[AVAILABLE DATA Boundary: Start]
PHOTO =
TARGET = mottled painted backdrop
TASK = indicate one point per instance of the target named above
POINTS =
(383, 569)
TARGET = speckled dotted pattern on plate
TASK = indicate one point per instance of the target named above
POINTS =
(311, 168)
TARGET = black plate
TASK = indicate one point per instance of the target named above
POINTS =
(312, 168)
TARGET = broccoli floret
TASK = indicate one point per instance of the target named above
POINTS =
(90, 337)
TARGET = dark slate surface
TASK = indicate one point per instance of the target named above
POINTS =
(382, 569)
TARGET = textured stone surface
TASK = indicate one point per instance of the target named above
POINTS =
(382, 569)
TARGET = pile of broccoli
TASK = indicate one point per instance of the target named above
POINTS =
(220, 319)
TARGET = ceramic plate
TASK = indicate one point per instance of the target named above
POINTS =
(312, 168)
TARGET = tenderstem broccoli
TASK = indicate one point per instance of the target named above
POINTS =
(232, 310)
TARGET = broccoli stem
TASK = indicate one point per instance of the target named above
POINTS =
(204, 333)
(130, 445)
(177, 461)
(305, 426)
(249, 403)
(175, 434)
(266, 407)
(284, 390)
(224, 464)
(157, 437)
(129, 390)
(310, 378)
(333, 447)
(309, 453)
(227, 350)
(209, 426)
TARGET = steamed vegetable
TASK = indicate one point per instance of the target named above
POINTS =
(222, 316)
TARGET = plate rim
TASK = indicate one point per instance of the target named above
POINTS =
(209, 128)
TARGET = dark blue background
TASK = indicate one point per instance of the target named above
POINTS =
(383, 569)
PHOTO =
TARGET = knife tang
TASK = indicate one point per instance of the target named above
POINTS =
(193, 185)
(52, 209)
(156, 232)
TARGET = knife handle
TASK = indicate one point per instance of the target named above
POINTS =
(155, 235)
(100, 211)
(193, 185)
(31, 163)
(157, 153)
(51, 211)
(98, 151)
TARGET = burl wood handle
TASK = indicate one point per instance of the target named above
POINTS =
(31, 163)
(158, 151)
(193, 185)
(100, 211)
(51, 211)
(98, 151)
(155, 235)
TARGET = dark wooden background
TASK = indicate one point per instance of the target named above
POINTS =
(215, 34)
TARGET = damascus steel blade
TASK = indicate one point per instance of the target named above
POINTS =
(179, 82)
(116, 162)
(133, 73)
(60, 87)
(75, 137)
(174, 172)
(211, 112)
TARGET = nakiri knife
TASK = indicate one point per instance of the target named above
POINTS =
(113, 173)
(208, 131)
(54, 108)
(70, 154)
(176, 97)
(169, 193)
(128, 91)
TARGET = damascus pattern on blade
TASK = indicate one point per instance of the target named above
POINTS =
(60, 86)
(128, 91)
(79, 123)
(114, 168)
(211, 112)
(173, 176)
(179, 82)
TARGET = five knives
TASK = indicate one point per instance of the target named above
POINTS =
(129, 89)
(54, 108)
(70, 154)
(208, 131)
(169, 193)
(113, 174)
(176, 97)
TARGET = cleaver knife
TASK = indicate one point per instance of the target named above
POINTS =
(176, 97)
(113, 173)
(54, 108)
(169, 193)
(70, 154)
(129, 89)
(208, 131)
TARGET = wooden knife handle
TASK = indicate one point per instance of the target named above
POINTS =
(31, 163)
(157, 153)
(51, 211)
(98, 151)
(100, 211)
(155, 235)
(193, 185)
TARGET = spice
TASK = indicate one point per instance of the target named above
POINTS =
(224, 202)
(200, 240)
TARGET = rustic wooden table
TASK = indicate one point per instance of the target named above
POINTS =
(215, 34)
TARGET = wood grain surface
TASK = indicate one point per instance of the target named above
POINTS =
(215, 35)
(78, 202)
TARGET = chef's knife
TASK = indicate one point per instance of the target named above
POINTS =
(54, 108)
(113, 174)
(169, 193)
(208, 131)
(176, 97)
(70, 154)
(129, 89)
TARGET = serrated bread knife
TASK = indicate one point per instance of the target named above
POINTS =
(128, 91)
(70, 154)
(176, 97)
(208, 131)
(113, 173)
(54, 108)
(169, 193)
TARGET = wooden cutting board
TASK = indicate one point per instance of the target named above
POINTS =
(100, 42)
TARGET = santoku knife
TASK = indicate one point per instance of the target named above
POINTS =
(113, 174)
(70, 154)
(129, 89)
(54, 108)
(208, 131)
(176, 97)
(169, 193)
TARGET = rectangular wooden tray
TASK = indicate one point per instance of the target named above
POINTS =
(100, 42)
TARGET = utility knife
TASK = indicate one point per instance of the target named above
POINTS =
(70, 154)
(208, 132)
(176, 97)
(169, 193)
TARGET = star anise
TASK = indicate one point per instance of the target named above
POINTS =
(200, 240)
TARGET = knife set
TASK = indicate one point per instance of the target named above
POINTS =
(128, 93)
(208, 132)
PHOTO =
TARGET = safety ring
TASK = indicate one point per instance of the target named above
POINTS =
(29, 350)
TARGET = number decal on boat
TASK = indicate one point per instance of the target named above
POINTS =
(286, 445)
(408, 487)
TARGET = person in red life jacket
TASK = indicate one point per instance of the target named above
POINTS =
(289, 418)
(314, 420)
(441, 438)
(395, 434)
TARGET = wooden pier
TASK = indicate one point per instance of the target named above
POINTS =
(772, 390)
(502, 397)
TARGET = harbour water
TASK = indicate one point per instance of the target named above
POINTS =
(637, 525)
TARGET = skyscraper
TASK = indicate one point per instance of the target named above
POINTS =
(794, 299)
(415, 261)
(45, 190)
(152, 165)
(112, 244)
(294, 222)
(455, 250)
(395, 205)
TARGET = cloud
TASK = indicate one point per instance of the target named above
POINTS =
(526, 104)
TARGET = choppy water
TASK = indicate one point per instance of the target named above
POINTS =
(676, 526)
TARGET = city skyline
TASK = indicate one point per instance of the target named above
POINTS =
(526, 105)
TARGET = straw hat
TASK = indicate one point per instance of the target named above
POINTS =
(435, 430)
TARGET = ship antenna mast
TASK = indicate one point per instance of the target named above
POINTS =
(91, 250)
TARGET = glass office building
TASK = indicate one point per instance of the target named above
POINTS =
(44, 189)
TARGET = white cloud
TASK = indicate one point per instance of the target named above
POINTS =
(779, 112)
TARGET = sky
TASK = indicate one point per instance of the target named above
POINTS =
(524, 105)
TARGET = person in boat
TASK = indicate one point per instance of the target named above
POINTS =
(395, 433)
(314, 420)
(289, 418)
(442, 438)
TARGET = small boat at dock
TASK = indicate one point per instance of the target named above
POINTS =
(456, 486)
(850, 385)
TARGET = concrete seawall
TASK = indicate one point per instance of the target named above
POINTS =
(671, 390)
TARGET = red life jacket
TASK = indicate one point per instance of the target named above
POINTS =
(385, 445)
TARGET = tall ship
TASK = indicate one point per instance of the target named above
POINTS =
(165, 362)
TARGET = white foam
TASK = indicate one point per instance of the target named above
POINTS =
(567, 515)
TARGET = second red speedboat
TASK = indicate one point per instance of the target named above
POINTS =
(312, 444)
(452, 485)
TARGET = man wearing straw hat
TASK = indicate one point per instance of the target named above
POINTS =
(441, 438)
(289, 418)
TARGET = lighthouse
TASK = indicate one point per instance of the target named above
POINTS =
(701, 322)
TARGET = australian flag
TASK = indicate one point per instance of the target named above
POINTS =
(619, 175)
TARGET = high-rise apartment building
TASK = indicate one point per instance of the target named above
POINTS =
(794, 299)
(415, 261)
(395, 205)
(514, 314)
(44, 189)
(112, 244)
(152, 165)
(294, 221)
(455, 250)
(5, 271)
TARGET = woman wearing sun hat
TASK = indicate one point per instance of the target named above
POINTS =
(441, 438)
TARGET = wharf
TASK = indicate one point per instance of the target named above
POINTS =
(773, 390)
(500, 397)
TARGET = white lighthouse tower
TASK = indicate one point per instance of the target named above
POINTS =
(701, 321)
[AVAILABLE DATA Boundary: End]
◆ EXERCISE REQUIREMENTS ◆
Everything from the line with "TARGET = cloud" through the line with "TARGET = concrete seawall" in the listing above must be retyped exactly, with nothing added.

◆ OUTPUT FOR THIS TASK ◆
TARGET = cloud
TASK = indicate one point per instance of the target named above
POINTS =
(526, 104)
TARGET = choppy water
TASK = indicate one point per instance of the target named above
POINTS =
(676, 526)
TARGET = city skyline
TASK = indicate one point per instance of the target named above
POINTS =
(526, 105)
TARGET = straw hat
TASK = indicate one point per instance of the target named above
POINTS =
(435, 430)
TARGET = ship antenna mast
TASK = indicate one point per instance of the target named above
POINTS =
(91, 250)
TARGET = glass office building
TASK = indicate one point per instance of the target named above
POINTS =
(44, 189)
TARGET = white cloud
TASK = indicate one point per instance of the target named above
POINTS =
(779, 112)
TARGET = sky
TASK = indicate one point per instance of the target named above
POINTS =
(524, 105)
TARGET = person in boat
TASK = indicate one point per instance of the target named above
POINTS =
(395, 433)
(314, 420)
(289, 418)
(442, 438)
TARGET = small boat at dock
TASK = indicate one point per instance of the target named above
POINTS =
(456, 486)
(850, 385)
TARGET = concrete seawall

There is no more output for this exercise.